**正文**.

同时，因为持有了当前inode的锁，所以不会有其他进程修改当前目录的结构（dirent）

此外，查找 . 仍然是一个挑战：因为.和当前的inode相同，而已经持有锁，再获取，会死锁，这里的解决方案是，在进入下一级之前，先释放当前inode的锁，此外，虽然我们拿到了下一级的inode，但是因为iget和ilock是分离的，所以此时我们并没有试图持有下一级的锁，所以不会死锁

文件描述符层

这就是文件描述符在xv6中的结构

struct file {
  enum { FD_NONE, FD_PIPE, FD_INODE, FD_DEVICE } type;
  int ref; // reference count
  char readable;
  char writable;
  struct pipe *pipe; // FD_PIPE
  struct inode *ip;  // FD_INODE and FD_DEVICE
  uint off;          // FD_INODE and FD_DEVICE
  short major;       // FD_DEVICE
  short minor;       // FD_DEVICE
};

每个进程都有自己的打开文件表（file数组），file是一个inode或者pipe的wrapper，加上一个offset，每次open都会分配一个file：多个进程打开同一个文件，因此会有不同的offset

文件描述符是每个进程一套的，这一点从每个进程的0，1，2都是stdin,stdout,stderr就可以知道，另外也可以写个程序验证一下：都打开一个文件，然后打印文件描述符，一般两个都会是3

// Per-process state
struct proc {
....
  struct file *ofile[NOFILE];  // Open files
.....
};

// Allocate a file descriptor for the given file.
// Takes over file reference from caller on success.

**任务**.
请一字不差地抄录正文中“文件描述符是每个进程一套的，”与“the given file.”之间的文字，包括这两处本身。 清单与正文内容没有关系。

**所给资料**.
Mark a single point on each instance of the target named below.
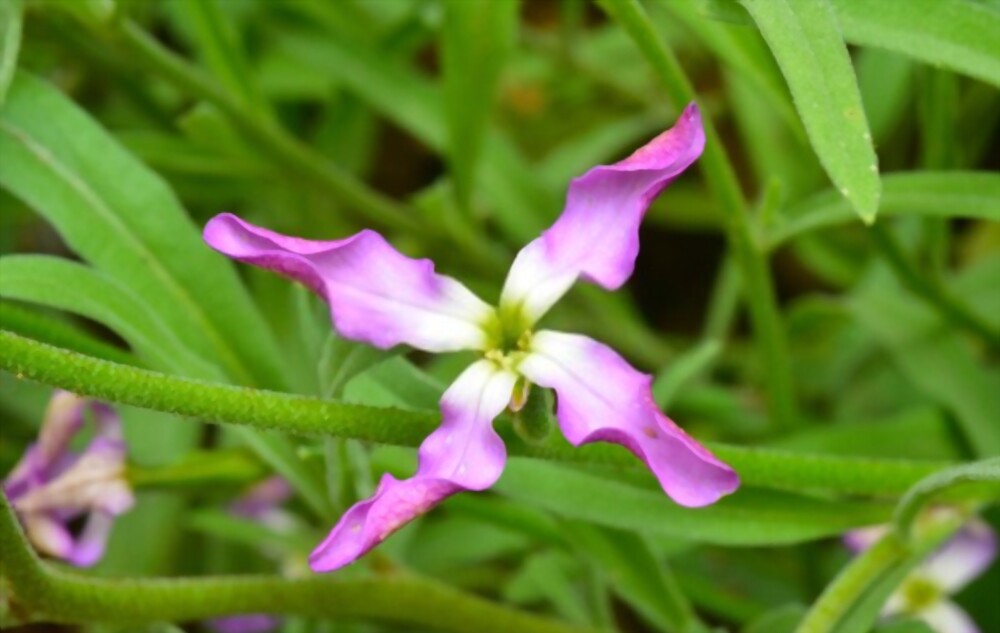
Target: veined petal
(464, 453)
(600, 397)
(964, 557)
(375, 294)
(597, 235)
(948, 617)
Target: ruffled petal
(88, 548)
(597, 235)
(948, 617)
(375, 294)
(600, 397)
(464, 453)
(964, 557)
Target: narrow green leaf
(950, 194)
(957, 34)
(683, 369)
(218, 45)
(476, 38)
(279, 453)
(126, 222)
(748, 517)
(11, 19)
(985, 471)
(66, 285)
(933, 356)
(805, 39)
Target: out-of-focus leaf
(635, 573)
(783, 619)
(750, 517)
(886, 83)
(950, 194)
(56, 331)
(127, 223)
(279, 453)
(476, 38)
(805, 39)
(11, 20)
(218, 45)
(66, 285)
(935, 358)
(957, 34)
(415, 104)
(396, 382)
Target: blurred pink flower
(924, 594)
(52, 486)
(379, 296)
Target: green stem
(277, 143)
(85, 375)
(936, 296)
(42, 592)
(722, 180)
(889, 556)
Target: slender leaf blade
(805, 39)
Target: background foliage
(818, 297)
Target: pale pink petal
(464, 453)
(600, 398)
(964, 557)
(947, 617)
(375, 294)
(597, 235)
(88, 548)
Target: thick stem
(721, 177)
(109, 381)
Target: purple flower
(384, 298)
(52, 486)
(924, 593)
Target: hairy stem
(211, 402)
(932, 293)
(40, 592)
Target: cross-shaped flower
(51, 485)
(384, 298)
(925, 591)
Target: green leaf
(935, 358)
(985, 471)
(126, 222)
(11, 19)
(218, 45)
(476, 38)
(749, 517)
(635, 573)
(805, 39)
(960, 35)
(66, 285)
(279, 453)
(949, 194)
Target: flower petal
(948, 617)
(964, 557)
(597, 235)
(601, 398)
(88, 548)
(464, 453)
(375, 294)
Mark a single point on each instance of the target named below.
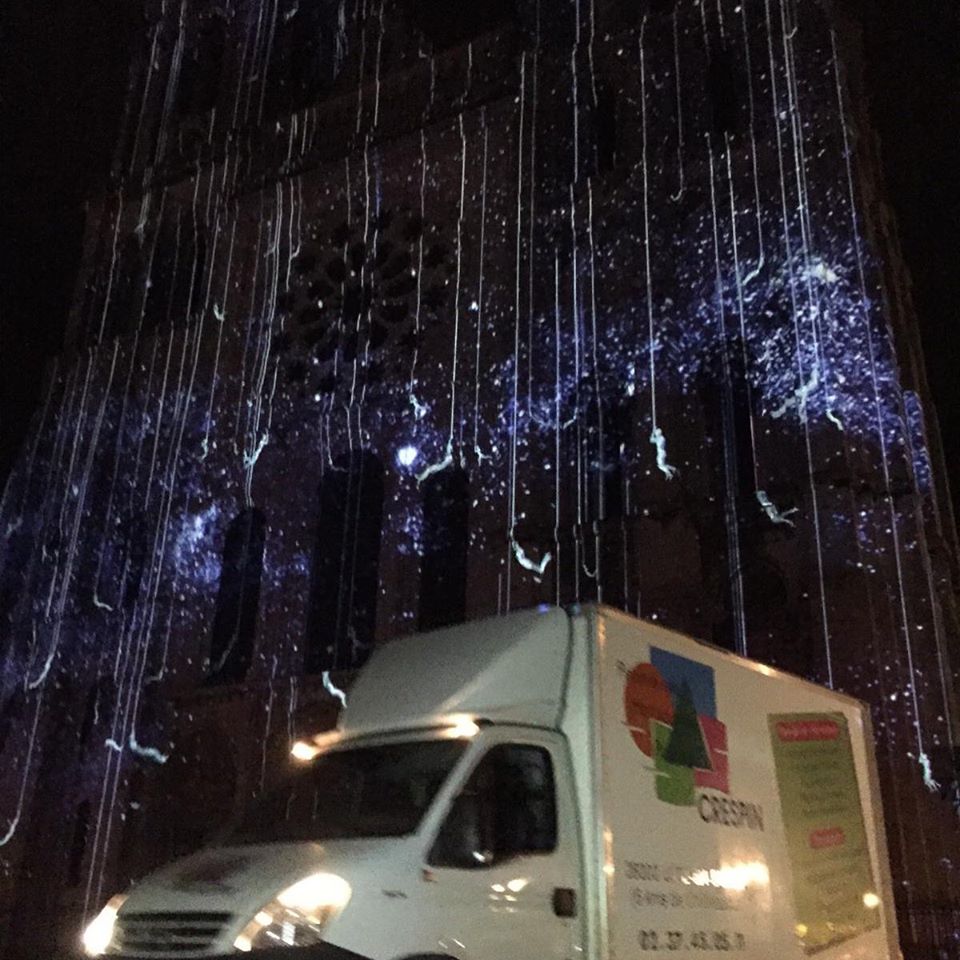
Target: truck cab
(547, 785)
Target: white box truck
(549, 785)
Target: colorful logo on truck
(670, 707)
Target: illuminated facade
(396, 319)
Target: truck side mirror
(461, 842)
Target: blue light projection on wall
(611, 319)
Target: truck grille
(167, 934)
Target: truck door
(502, 877)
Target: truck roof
(509, 669)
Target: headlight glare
(99, 932)
(297, 915)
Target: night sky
(63, 77)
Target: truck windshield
(380, 791)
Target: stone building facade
(398, 317)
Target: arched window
(443, 570)
(341, 617)
(303, 61)
(238, 599)
(178, 267)
(199, 82)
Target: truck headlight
(99, 932)
(296, 916)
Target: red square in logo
(715, 735)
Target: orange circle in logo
(646, 697)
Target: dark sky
(63, 74)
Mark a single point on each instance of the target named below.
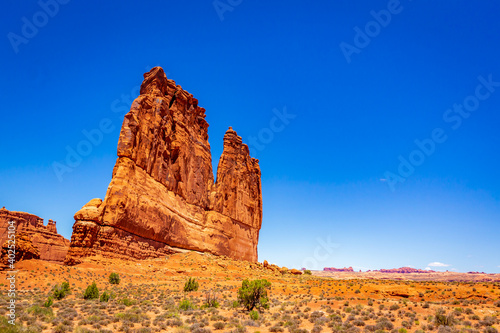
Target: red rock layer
(333, 269)
(24, 250)
(162, 197)
(50, 245)
(404, 270)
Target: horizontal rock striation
(162, 197)
(37, 240)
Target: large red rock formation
(404, 270)
(333, 269)
(44, 238)
(162, 197)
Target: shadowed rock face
(36, 240)
(162, 197)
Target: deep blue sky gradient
(324, 174)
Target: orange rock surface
(162, 197)
(44, 238)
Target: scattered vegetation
(253, 294)
(191, 285)
(91, 292)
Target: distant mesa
(401, 270)
(163, 198)
(333, 269)
(34, 240)
(404, 270)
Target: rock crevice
(162, 196)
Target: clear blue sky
(329, 174)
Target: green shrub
(91, 292)
(61, 292)
(128, 302)
(219, 325)
(186, 305)
(211, 300)
(254, 315)
(49, 302)
(104, 297)
(253, 294)
(442, 319)
(114, 278)
(191, 285)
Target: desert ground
(150, 297)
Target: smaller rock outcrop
(24, 250)
(404, 270)
(34, 240)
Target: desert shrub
(254, 315)
(384, 324)
(191, 285)
(48, 302)
(104, 297)
(186, 304)
(253, 294)
(114, 278)
(358, 322)
(43, 313)
(316, 329)
(219, 325)
(91, 292)
(211, 300)
(488, 321)
(128, 302)
(443, 319)
(61, 292)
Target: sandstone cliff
(162, 197)
(35, 239)
(333, 269)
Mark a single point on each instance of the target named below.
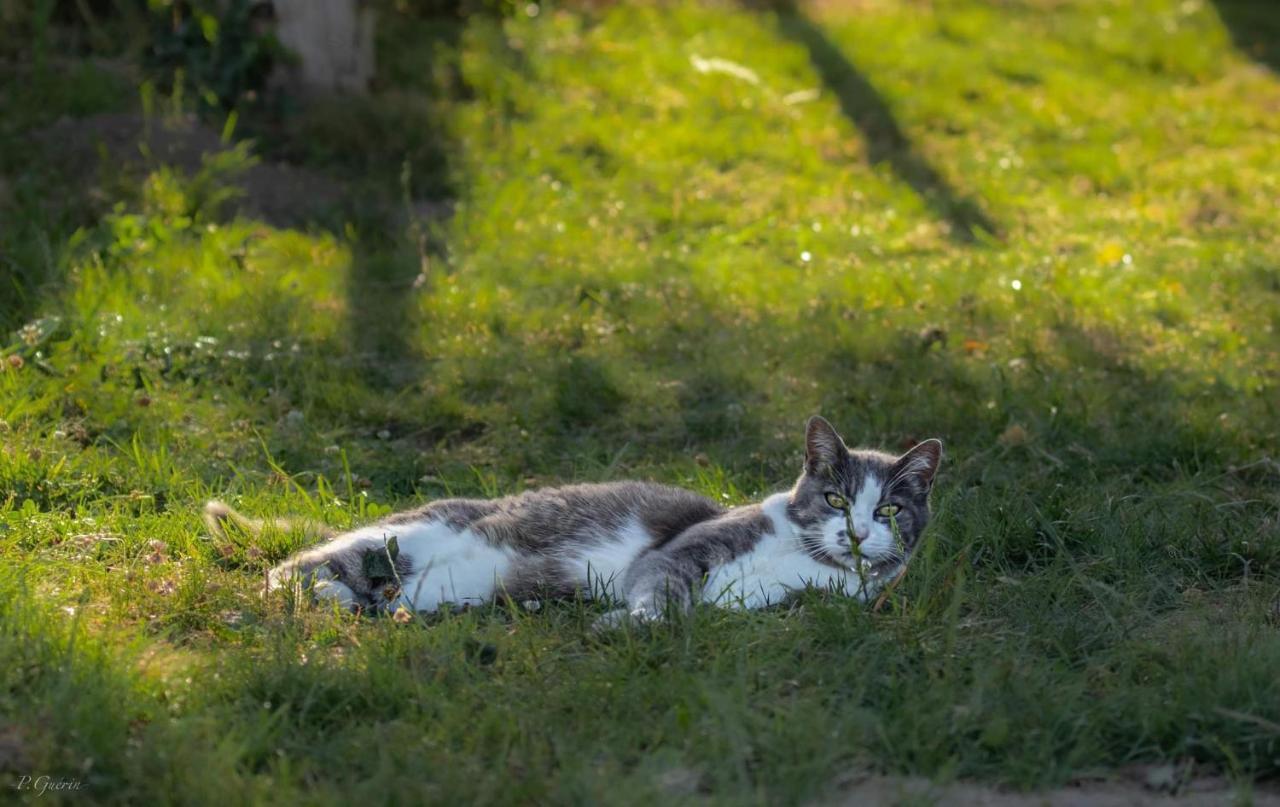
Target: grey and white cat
(849, 524)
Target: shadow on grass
(871, 113)
(1255, 27)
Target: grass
(1041, 232)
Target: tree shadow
(886, 141)
(1255, 27)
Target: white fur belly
(767, 575)
(598, 566)
(449, 566)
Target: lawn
(648, 241)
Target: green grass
(1042, 232)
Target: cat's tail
(220, 515)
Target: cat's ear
(922, 463)
(823, 448)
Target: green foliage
(223, 50)
(576, 255)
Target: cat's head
(850, 504)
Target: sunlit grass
(613, 264)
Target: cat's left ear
(920, 461)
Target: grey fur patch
(831, 466)
(667, 575)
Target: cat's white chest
(768, 574)
(451, 565)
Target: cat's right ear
(823, 448)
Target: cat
(849, 525)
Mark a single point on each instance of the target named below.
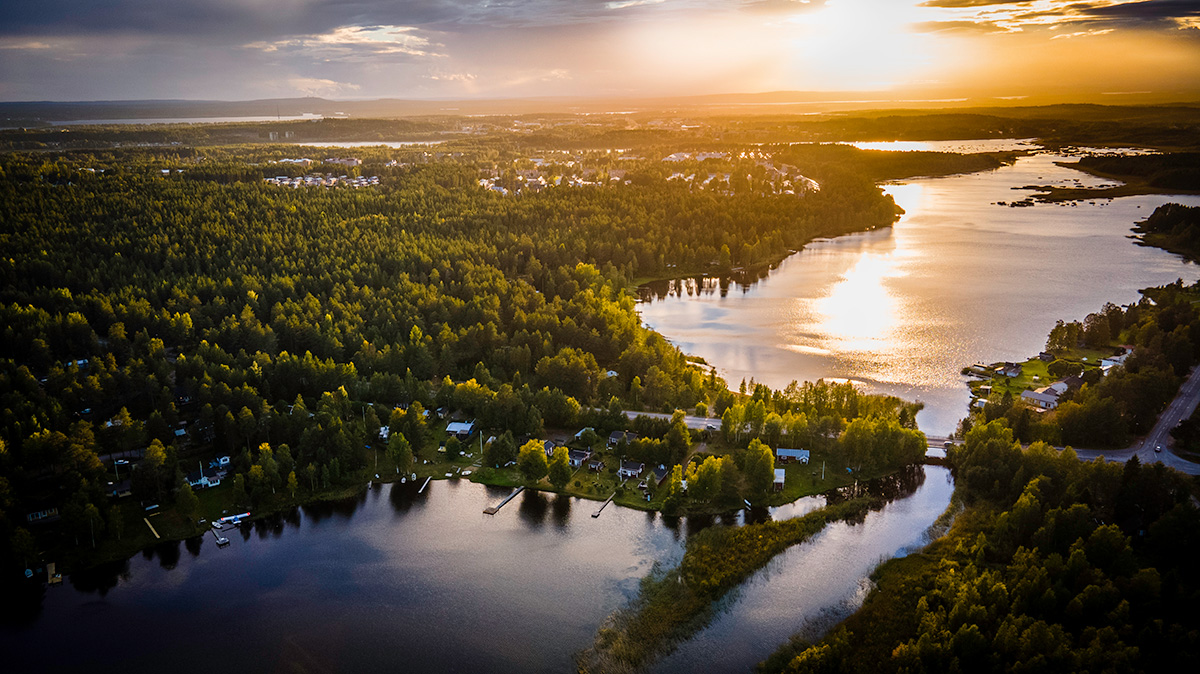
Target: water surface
(901, 310)
(813, 585)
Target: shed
(618, 437)
(630, 468)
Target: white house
(1042, 398)
(801, 456)
(462, 429)
(630, 469)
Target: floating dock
(493, 510)
(597, 513)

**参考解答**.
文件描述符是每个进程一套的，这一点从每个进程的0，1，2都是stdin,stdout,stderr就可以知道，另外也可以写个程序验证一下：都打开一个文件，然后打印文件描述符，一般两个都会是3

// Per-process state
struct proc {
....
  struct file *ofile[NOFILE];  // Open files
.....
};

// Allocate a file descriptor for the given file.